## Work instructions:
Retype each entry below exactly as it stands.

## Input material:
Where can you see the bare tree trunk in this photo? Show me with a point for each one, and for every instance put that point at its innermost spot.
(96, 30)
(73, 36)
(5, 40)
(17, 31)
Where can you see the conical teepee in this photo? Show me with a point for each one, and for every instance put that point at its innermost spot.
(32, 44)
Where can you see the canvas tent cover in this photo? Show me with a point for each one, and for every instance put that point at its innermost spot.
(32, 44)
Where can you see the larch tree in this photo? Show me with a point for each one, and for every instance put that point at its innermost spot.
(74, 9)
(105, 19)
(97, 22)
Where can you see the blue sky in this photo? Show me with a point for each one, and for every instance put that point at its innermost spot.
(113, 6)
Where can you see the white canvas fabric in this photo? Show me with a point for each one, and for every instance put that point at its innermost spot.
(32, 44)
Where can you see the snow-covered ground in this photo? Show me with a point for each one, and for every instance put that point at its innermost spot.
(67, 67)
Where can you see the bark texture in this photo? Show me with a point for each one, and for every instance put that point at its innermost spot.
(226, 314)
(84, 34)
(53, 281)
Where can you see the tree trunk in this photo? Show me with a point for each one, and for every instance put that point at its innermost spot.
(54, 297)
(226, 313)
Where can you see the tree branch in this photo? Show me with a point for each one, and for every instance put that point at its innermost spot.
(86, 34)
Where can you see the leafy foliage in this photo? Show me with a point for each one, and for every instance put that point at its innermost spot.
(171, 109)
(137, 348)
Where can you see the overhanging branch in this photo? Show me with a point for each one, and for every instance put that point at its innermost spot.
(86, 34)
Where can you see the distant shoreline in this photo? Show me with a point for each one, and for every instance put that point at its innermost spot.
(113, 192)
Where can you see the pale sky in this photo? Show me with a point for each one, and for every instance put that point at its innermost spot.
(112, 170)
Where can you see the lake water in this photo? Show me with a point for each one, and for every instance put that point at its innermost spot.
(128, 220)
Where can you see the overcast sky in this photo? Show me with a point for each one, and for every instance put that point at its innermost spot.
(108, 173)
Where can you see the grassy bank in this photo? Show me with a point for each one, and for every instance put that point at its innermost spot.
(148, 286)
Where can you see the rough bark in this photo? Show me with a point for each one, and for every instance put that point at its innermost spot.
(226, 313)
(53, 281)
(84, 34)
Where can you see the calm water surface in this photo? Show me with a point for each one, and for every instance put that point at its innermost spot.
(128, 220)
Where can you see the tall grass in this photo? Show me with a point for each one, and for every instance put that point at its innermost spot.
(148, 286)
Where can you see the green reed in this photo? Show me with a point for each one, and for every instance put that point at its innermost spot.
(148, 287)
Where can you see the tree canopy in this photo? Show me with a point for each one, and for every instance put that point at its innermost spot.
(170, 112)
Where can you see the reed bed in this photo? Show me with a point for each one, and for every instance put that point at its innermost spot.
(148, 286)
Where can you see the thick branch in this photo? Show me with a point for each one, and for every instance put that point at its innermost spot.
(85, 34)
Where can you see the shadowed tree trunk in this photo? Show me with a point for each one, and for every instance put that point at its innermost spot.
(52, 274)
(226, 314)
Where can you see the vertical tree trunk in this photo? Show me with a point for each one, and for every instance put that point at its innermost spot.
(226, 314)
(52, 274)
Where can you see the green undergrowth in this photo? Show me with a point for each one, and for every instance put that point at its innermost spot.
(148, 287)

## Exercise output:
Where can you see the bare tree trunk in this photo? Show me with a point for each one, and for every instance put that point at its innermost spot.
(96, 30)
(73, 36)
(5, 40)
(17, 31)
Where can you see the conical teepee in this photo? Show me with a point for each one, and for every instance put that point at its innermost spot.
(32, 44)
Where can you see the canvas tent cover in this photo? Show me with a point for each one, and for every instance put that point at its innermost spot.
(32, 44)
Where can you see the larch tree in this photo? Show me with a point for each one, and for every instance put that point at its innermost spot.
(74, 9)
(105, 19)
(97, 22)
Where can you see the blue sky in this photo? Show me with a point for each one, and for every instance put that point at its innermost spot.
(113, 6)
Where can you see the white canvas fabric in this photo? Show me with a point for each one, and for every instance put that point at its innermost spot.
(32, 44)
Where can you see the snow-covered ground in this photo? Show me with a point for each one, and for every instance put that point at its innermost spot.
(67, 67)
Where can you see the bark texture in this photo? Show me with a point for each one, and for every instance put that point at its innermost spot.
(226, 314)
(84, 34)
(53, 281)
Where can you see the tree trunk in this photo? Show me with a point for each one, and for every instance put that point at its innermost spot.
(54, 297)
(226, 313)
Where can you see the tree branch in this photo? Show me with a point for each one, and for every instance put that point at its innermost spot.
(86, 34)
Where can you see the leafy foliage in this photo? Show me with a point for each one, and for every instance put that point at its innermost spot.
(171, 109)
(137, 348)
Where can you see the overhanging branch in this photo? Show me with a point for each one, and for every instance put that point at its innermost spot.
(86, 34)
Where can you see the distant shoreline in this photo? Show me with a point for each one, and for every instance put that point at its innermost spot.
(113, 192)
Where can you see the pale sky in this photo? Show me with a point for each one, and for every instance put that point at its innermost spot.
(112, 170)
Where can you see the lake water in this photo? Show me with a point for each one, and for every instance put that point at its innermost spot.
(128, 220)
Where can you see the overcast sky in this photo? Show me with a point for each one, and for every instance put that point at its innermost spot.
(108, 173)
Where can you see the grassy bank in this photo? Show me with a point for each one, and for every instance put that point at its innermost spot.
(148, 286)
Where can you see the rough bark in this photo? Show me with a point for each one, and for every instance put that point at its innermost spot.
(226, 313)
(53, 281)
(84, 34)
Where can you see the calm water surface in this photo? Show me with a point for each one, and for every instance put that point at its innermost spot.
(128, 220)
Where can you see the tall grass in this photo? Show me with a point for each one, and for every instance put that point at its innermost spot.
(148, 286)
Where can you see the green reed in this photo? Show me with a point for each one, and for every instance put that point at its innermost spot.
(148, 287)
Where can you see the tree canopy in this photo? Show me with a point for each one, and for every instance put that point at its innermost spot.
(170, 112)
Where can you see the reed bed in this photo? Show me with a point for each one, and for every instance put that point at its innermost spot.
(148, 286)
Where can you see the thick branch in this photo? Show me with a point for each one, and for every instance put that point at its innermost spot.
(85, 34)
Where can you see the shadowed tree trunk in this photo? Show me with a point for each one, and for every instance put that point at its innermost spot.
(52, 274)
(226, 314)
Where can you see the vertical tree trunk in this photo? Show me with a point for each one, and for every instance put that point at its innermost spot.
(226, 314)
(52, 274)
Where can you see the green undergrowth in this photo? Show me with a point for each one, and for every instance put that point at its innermost spot.
(148, 287)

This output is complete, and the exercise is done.